Material supplied
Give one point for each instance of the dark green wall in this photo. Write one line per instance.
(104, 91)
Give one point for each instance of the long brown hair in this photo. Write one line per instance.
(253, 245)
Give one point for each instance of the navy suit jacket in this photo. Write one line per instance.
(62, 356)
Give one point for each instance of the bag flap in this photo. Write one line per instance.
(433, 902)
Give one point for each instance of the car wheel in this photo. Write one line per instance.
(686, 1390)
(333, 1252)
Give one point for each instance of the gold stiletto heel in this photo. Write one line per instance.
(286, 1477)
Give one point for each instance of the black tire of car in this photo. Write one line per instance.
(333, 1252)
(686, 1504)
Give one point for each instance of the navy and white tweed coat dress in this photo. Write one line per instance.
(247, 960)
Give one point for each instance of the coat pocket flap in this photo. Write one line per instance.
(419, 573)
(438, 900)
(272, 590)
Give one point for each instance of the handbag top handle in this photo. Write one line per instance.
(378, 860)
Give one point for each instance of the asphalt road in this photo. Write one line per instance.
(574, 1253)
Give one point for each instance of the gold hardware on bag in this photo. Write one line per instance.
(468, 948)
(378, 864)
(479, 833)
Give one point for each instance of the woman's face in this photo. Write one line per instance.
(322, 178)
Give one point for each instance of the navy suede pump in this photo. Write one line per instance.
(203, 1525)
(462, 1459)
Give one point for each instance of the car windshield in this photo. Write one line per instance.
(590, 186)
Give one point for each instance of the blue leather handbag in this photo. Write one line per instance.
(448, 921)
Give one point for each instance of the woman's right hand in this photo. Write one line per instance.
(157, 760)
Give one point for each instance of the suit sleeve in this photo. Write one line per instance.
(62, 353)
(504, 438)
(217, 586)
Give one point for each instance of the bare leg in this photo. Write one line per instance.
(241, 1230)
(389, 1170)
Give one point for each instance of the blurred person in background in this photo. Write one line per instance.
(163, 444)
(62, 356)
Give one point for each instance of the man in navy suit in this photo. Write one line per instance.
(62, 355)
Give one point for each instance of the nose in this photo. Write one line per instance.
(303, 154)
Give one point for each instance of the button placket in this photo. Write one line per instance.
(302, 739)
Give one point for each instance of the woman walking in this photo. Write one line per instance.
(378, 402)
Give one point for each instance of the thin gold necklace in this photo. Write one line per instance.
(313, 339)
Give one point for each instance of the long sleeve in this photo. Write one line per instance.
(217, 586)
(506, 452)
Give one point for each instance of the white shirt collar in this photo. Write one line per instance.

Directions
Each line of the data should be given back exactly.

Response below
Give one point for each instance of the dark green wall in this photo. Write one line per instance.
(104, 91)
Give one point for each instance of the long brown hair in this photo. Write one line per instance.
(253, 245)
Give one point for each instance of the navy suit jacket in this photo. Write one line per instance.
(62, 356)
Give one point for each instance of the bag flap in this photo. Write one line per instance.
(433, 902)
Give one point for each instance of the car wheel in this photo. Write one line per instance.
(686, 1390)
(333, 1252)
Give one point for each instance of the gold stiletto heel in this photo. Write one line per instance.
(286, 1477)
Give one point for each instance of the black tire of car in this photo. Write one line per instance.
(333, 1252)
(686, 1504)
Give one point for each instance of the navy and white tweed coat dress in this photo. Write one line per instance.
(247, 960)
Give one point for each instance of the coat pocket flap in this photo. Write one line per instance.
(419, 573)
(438, 900)
(272, 590)
Give one point for each instance of the handbag top handle in this photo. Write one line per instance.
(378, 860)
Give one point for each instance of the asphalt road in this photo. Write one line per instance.
(574, 1253)
Give one point for each instance of the gold hardware on bag in this photo. Write one line per instance.
(468, 948)
(378, 864)
(479, 833)
Give one point for each instance of the woman's face in this photo. Write one line per instance.
(322, 178)
Give one point for each instance of the navy suede pump in this photo. Write one line per instance.
(203, 1525)
(462, 1459)
Give one point for each instance of the car windshield in this photo. Write one line per instance.
(590, 186)
Give one point for each instance of the blue leather handbag in this photo. Write one line per instance.
(448, 921)
Give one point for each instance of the woman's right hand in this photo. Write one line per instance.
(157, 760)
Give one point for each instance of the suit sleeve in this photo. Write one line per instance.
(62, 353)
(504, 438)
(217, 586)
Give one point for each instance of the bare leg in this photo. Write one line per instance.
(241, 1230)
(389, 1170)
Give one point for each instance of the blurred person in background in this photo. Write one line per instance.
(163, 444)
(62, 356)
Give one point for each instance of the man in navy suit in this photo. Write one line per instance.
(62, 355)
Give one point for each instance of the nose in this photo. Write one line per instance.
(303, 154)
Give one point for each instance of the button placket in this photo. Write one line per instance.
(302, 739)
Give one point for each instance of the woman walking in this photo. Write one line per instance.
(378, 402)
Give one point for each instance of the thin gold necklace in this photo. Write one line per instance.
(313, 339)
Give one point for each instance of the long sleeve in this photo. Write one line per instance.
(217, 586)
(506, 452)
Give one point for each instance of the white shirt collar in this photo. Write one line per instance.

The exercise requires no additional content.